#### AIM OF THE TASK:
Please count the lines in the data below that contain the word "stripe", and give only that number.

= = = = =

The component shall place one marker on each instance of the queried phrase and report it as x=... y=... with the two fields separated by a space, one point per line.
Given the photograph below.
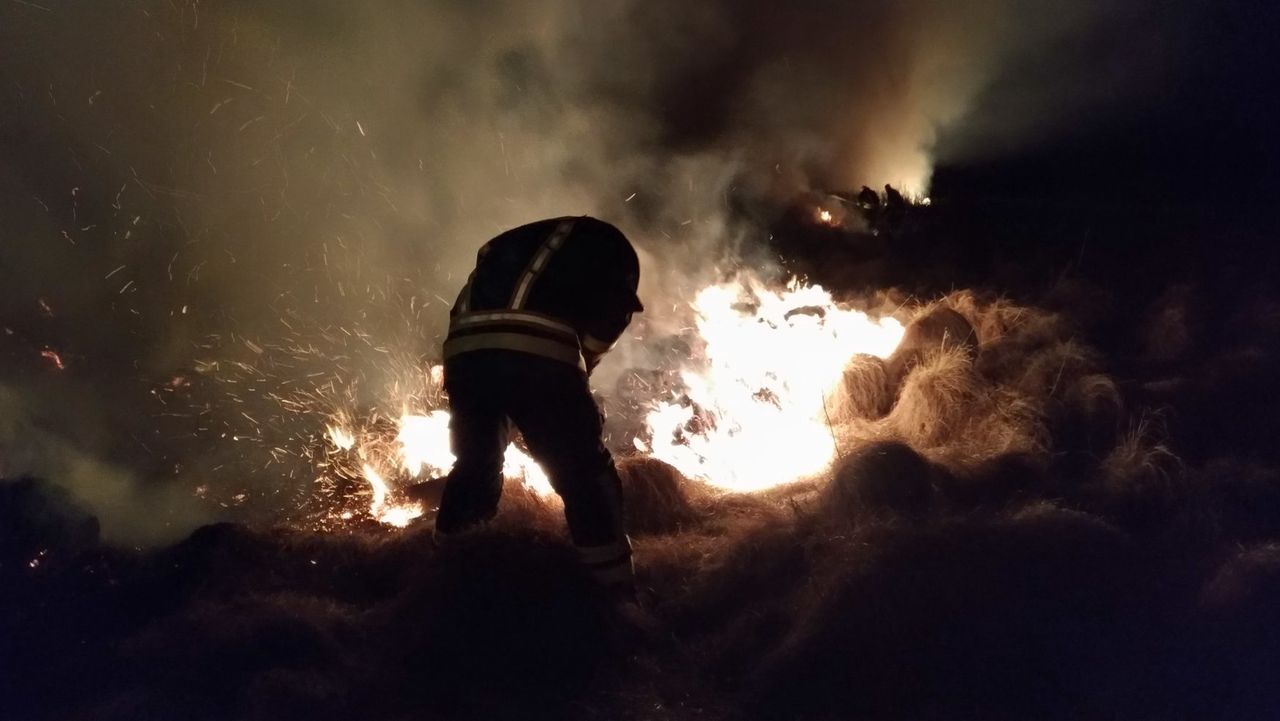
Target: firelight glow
x=753 y=415
x=420 y=451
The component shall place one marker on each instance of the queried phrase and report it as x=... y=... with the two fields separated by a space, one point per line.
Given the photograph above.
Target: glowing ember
x=753 y=415
x=420 y=451
x=425 y=447
x=53 y=357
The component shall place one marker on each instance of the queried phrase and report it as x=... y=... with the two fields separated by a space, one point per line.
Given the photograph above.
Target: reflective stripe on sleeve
x=594 y=345
x=553 y=242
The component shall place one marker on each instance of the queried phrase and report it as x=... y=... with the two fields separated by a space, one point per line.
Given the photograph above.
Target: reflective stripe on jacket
x=568 y=305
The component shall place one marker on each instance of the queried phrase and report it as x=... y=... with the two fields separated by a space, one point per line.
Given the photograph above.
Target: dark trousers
x=552 y=405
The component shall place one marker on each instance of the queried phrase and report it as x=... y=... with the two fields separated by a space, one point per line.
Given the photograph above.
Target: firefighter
x=543 y=305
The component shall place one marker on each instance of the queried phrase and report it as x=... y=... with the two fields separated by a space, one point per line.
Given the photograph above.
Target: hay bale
x=864 y=391
x=656 y=496
x=937 y=398
x=935 y=328
x=886 y=475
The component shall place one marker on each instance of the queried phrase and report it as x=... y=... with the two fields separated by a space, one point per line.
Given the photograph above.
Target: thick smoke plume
x=197 y=191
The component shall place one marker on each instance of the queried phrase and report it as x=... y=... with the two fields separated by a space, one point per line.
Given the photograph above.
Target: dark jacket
x=562 y=288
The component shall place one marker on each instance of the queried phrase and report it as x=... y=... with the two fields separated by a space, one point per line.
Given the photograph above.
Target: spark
x=54 y=357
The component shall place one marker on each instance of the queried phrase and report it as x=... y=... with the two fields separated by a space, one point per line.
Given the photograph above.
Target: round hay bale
x=864 y=391
x=992 y=482
x=654 y=494
x=882 y=477
x=936 y=328
x=937 y=398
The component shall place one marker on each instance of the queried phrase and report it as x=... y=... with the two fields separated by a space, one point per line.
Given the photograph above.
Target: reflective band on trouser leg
x=553 y=242
x=611 y=564
x=502 y=316
x=534 y=345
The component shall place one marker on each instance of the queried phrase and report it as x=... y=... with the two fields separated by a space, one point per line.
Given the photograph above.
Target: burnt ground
x=1125 y=574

= = = = =

#### ANSWER IN FULL:
2